The problem
Which lines run from the one containing "Every instance of the tinted" to the end of the entries? Quote them exactly, and nothing else.

Records from a point labeling set

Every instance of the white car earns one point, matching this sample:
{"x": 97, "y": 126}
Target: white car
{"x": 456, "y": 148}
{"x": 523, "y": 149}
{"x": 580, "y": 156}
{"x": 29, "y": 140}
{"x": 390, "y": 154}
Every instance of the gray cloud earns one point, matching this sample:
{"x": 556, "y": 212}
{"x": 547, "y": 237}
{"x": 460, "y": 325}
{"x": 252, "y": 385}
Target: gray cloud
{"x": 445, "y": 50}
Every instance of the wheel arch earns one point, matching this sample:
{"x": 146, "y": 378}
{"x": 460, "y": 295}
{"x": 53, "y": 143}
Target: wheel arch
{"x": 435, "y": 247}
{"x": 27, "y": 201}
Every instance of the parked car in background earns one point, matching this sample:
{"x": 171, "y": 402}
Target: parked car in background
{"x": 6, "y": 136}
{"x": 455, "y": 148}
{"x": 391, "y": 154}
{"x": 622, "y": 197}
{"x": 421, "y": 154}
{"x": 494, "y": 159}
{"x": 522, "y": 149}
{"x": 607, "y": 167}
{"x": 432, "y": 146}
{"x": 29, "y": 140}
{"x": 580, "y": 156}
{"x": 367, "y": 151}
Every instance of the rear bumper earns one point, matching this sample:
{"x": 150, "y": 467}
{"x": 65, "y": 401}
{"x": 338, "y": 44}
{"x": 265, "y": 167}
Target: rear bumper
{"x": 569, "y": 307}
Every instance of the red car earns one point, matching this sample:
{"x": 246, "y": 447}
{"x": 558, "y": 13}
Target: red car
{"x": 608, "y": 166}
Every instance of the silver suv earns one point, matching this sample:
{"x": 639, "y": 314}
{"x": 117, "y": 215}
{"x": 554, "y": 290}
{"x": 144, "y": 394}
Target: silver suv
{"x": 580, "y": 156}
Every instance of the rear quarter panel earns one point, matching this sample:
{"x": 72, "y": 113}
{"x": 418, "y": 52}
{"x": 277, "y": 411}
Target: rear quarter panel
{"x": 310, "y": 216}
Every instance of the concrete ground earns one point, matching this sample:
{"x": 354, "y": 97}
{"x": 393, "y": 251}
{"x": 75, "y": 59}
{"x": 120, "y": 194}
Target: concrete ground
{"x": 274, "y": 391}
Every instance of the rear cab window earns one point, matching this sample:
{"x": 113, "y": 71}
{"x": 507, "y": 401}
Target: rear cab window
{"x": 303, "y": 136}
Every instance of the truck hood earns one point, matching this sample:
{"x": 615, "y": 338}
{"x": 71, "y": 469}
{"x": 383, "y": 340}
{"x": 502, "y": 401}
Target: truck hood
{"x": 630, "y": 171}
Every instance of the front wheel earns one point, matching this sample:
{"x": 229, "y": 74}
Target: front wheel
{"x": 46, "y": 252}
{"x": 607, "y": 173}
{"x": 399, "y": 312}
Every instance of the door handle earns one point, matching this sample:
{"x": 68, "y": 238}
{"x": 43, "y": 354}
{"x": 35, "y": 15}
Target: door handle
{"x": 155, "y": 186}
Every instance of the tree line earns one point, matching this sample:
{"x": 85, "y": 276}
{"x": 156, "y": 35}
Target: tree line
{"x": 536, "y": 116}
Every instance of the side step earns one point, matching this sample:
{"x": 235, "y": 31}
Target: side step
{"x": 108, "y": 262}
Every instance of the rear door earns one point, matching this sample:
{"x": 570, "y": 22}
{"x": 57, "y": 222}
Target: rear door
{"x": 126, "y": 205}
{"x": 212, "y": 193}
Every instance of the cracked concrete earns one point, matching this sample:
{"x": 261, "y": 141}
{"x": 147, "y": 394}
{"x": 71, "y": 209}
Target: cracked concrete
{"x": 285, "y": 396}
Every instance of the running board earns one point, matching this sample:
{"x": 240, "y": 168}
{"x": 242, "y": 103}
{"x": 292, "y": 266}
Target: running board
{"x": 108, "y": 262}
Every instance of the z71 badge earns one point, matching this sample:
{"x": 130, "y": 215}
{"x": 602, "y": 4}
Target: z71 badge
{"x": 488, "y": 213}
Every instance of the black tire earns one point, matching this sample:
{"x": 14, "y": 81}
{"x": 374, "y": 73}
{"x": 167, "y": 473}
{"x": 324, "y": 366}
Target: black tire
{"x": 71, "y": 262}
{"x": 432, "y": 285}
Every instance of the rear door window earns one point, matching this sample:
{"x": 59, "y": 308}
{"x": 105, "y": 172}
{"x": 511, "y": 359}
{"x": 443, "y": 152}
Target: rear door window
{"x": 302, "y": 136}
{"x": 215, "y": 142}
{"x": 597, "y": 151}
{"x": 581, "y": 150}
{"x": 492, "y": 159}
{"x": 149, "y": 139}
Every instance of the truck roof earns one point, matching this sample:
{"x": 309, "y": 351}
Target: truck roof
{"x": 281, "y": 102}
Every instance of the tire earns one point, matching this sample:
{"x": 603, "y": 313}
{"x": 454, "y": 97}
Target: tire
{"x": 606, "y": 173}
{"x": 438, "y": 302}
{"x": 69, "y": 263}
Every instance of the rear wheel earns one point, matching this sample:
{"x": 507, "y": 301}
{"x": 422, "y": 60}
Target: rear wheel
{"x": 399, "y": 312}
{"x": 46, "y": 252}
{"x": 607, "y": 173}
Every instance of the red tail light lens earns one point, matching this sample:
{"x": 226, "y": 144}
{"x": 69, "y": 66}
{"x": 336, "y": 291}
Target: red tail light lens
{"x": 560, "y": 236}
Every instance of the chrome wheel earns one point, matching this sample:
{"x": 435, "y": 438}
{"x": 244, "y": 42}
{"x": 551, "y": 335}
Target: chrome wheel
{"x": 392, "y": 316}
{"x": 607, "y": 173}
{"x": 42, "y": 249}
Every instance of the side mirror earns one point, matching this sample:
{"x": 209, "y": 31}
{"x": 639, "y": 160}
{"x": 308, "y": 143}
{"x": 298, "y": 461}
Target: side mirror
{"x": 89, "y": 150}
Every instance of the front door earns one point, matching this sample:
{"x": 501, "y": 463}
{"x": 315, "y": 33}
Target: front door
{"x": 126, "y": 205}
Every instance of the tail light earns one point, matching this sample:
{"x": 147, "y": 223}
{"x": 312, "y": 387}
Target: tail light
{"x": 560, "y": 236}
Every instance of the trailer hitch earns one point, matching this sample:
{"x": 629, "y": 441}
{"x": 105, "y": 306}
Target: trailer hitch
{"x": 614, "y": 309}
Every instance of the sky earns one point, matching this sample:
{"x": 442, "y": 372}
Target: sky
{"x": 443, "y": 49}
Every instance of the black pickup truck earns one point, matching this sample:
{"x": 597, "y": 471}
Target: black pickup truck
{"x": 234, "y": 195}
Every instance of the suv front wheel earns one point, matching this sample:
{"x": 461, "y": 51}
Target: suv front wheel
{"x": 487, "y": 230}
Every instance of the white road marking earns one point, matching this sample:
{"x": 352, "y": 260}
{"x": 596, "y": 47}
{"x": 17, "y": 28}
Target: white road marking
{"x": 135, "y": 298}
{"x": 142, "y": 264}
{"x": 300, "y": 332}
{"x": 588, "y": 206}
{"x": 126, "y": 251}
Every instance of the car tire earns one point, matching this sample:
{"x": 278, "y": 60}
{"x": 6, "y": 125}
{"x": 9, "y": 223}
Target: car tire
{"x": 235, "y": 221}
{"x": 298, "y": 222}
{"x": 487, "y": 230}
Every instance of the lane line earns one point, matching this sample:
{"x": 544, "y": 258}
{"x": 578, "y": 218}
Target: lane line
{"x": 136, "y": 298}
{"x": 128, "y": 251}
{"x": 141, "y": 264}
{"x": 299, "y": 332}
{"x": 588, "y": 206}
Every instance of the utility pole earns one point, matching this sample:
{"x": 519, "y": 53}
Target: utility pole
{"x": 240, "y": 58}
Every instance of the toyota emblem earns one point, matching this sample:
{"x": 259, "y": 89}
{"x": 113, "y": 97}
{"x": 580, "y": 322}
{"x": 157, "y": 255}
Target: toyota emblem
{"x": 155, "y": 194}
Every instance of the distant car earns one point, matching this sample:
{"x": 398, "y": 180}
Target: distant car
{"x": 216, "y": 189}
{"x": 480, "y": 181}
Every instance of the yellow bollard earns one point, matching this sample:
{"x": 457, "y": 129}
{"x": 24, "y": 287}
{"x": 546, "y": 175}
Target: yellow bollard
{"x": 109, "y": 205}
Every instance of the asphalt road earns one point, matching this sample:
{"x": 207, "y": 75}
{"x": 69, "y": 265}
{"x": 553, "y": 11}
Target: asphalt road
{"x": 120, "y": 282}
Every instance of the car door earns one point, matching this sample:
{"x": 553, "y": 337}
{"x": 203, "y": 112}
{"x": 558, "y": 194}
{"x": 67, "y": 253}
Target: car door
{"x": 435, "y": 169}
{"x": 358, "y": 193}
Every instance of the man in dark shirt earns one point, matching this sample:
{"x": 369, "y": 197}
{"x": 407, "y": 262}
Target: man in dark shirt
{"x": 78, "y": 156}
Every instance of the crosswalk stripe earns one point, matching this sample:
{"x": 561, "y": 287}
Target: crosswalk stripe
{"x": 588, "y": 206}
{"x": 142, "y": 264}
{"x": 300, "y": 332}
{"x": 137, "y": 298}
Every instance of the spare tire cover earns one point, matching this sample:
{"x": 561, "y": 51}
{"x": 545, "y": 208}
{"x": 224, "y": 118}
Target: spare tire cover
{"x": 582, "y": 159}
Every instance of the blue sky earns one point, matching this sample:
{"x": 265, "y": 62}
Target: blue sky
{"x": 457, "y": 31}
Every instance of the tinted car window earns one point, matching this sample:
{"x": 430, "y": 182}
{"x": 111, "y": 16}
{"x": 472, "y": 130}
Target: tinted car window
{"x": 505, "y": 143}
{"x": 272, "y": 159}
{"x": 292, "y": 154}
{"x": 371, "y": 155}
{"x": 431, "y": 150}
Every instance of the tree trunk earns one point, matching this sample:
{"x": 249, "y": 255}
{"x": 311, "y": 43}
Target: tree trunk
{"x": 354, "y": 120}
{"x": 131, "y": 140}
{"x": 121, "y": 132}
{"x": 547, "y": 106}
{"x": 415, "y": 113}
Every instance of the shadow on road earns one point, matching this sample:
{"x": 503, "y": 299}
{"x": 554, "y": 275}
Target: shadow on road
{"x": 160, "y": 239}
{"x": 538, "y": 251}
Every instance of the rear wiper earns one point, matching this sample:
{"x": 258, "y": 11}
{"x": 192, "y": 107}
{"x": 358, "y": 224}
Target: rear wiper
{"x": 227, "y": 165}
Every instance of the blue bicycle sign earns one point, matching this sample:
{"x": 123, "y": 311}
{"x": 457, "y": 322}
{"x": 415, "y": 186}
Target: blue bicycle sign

Final answer
Every instance of the tinted car window earns one point, matching this sample:
{"x": 430, "y": 182}
{"x": 111, "y": 16}
{"x": 472, "y": 130}
Target: tinted car window
{"x": 505, "y": 143}
{"x": 272, "y": 159}
{"x": 292, "y": 154}
{"x": 371, "y": 155}
{"x": 431, "y": 150}
Every instance of the tree trunk earns one point, matching this sample:
{"x": 249, "y": 255}
{"x": 311, "y": 43}
Target: tree trunk
{"x": 354, "y": 120}
{"x": 131, "y": 140}
{"x": 121, "y": 132}
{"x": 547, "y": 106}
{"x": 415, "y": 113}
Every instance of the shadow on road earns one point, matching this sample:
{"x": 503, "y": 299}
{"x": 554, "y": 275}
Target: shadow on road
{"x": 160, "y": 239}
{"x": 538, "y": 251}
Every instance of the rear wiper earns one point, matching this sample:
{"x": 258, "y": 11}
{"x": 192, "y": 107}
{"x": 358, "y": 224}
Target: rear wiper
{"x": 227, "y": 165}
Every instance of the blue bicycle sign earns one point, matching this sample:
{"x": 123, "y": 311}
{"x": 457, "y": 322}
{"x": 415, "y": 186}
Target: blue bicycle sign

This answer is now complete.